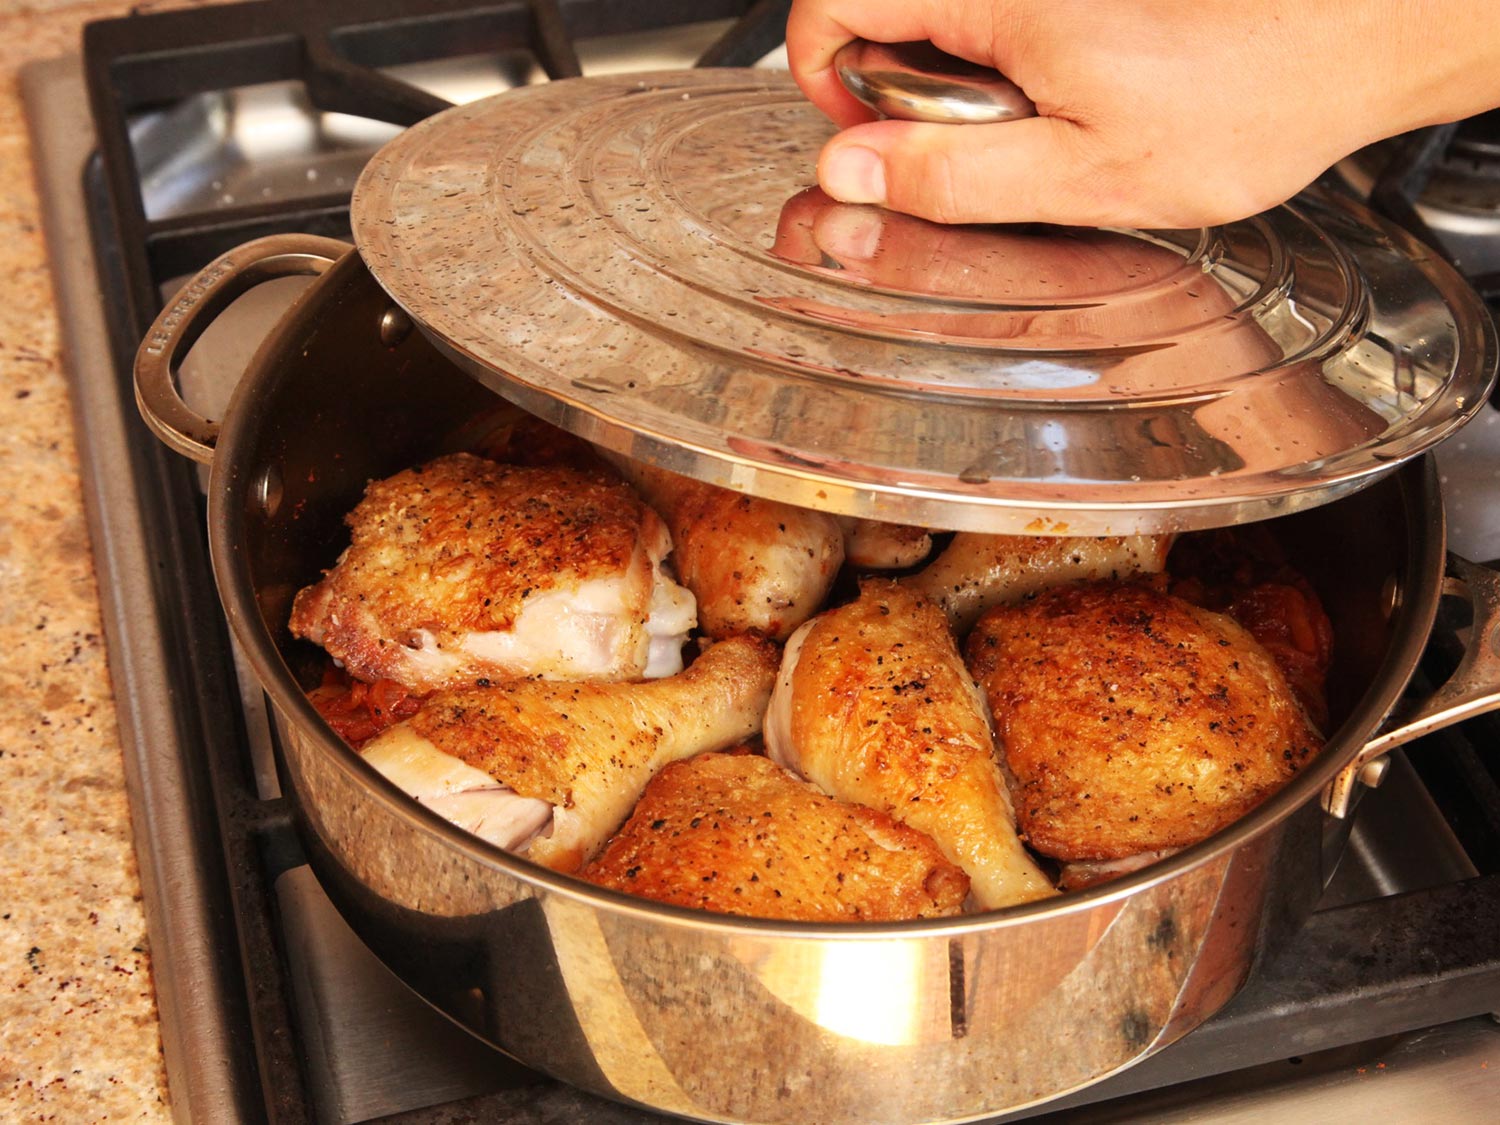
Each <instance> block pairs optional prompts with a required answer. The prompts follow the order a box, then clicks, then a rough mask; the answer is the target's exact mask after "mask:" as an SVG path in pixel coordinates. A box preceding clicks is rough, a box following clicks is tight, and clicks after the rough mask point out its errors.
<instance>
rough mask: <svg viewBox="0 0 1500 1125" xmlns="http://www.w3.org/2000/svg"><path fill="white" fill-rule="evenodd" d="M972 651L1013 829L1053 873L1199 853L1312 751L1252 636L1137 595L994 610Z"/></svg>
--
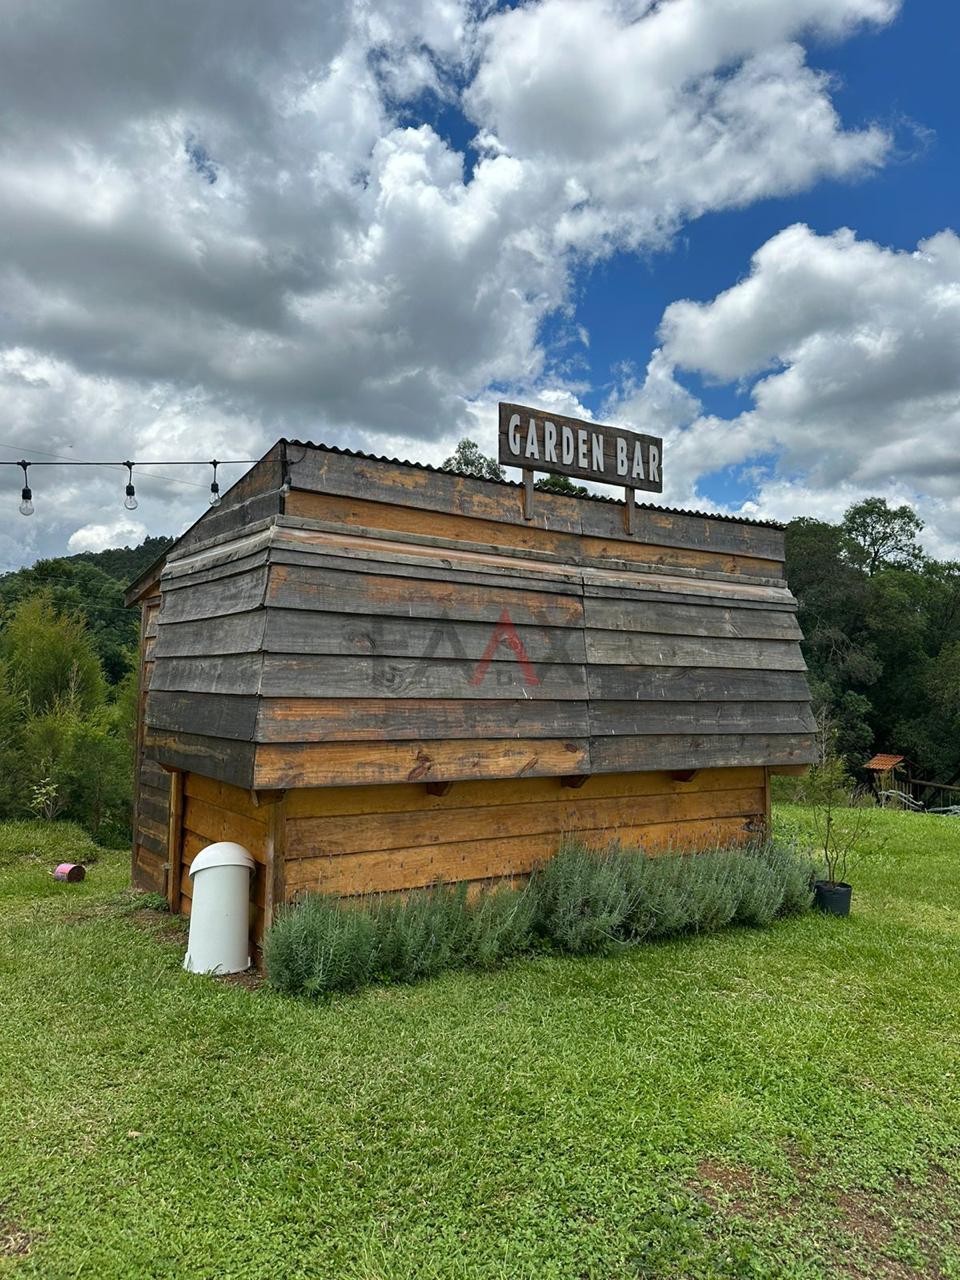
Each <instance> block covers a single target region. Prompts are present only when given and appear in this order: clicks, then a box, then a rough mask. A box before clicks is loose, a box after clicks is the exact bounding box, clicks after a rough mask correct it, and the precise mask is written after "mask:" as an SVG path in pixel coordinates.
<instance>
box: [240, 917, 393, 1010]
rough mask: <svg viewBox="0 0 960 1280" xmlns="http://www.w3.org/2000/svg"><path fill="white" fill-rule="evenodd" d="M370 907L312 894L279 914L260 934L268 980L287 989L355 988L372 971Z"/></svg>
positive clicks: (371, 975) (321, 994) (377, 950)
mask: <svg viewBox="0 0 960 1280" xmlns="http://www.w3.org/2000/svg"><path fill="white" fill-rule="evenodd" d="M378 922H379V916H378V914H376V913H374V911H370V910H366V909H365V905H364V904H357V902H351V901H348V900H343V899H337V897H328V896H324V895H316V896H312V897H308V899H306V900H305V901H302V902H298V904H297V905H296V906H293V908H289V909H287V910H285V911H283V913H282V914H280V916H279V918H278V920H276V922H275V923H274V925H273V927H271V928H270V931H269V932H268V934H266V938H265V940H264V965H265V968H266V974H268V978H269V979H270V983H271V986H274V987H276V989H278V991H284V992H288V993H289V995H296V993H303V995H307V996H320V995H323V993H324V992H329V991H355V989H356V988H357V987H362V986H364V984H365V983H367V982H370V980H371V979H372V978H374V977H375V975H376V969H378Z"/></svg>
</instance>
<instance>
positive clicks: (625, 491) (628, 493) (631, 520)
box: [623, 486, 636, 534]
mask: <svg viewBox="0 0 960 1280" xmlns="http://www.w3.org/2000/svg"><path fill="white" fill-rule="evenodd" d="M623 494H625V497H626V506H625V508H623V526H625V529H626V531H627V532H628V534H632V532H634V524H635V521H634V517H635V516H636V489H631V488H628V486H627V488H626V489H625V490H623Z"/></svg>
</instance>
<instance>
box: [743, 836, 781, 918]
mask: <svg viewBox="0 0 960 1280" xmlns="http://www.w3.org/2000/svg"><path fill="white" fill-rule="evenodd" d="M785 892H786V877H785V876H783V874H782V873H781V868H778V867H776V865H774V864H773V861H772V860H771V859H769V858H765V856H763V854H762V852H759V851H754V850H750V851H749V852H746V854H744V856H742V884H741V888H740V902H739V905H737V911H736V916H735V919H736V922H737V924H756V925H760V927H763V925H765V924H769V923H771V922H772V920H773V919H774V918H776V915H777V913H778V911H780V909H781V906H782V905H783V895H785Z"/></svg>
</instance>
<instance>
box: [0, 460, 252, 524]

(What the task asks): For the lines above, output exactly those from the line containing "box: [623, 486, 636, 534]" through the line containing "box: [0, 460, 252, 524]", and skip the others.

(Reply to the task):
box: [623, 486, 636, 534]
mask: <svg viewBox="0 0 960 1280" xmlns="http://www.w3.org/2000/svg"><path fill="white" fill-rule="evenodd" d="M623 494H625V497H626V506H625V508H623V526H625V529H626V531H627V532H628V534H632V532H634V524H635V521H634V517H635V516H636V489H631V488H628V486H627V488H626V489H625V490H623Z"/></svg>
</instance>
<instance>
box: [743, 836, 781, 918]
mask: <svg viewBox="0 0 960 1280" xmlns="http://www.w3.org/2000/svg"><path fill="white" fill-rule="evenodd" d="M785 892H786V877H785V876H783V874H782V873H781V868H778V867H776V865H774V864H773V861H772V860H771V859H769V858H765V856H763V854H762V852H759V851H754V850H750V851H749V852H746V854H744V856H742V884H741V888H740V902H739V905H737V911H736V916H735V919H736V922H737V924H756V925H760V927H763V925H765V924H769V923H771V922H772V920H773V919H774V918H776V915H777V913H778V911H780V909H781V906H782V905H783V895H785Z"/></svg>
</instance>
<instance>
box: [0, 460, 252, 524]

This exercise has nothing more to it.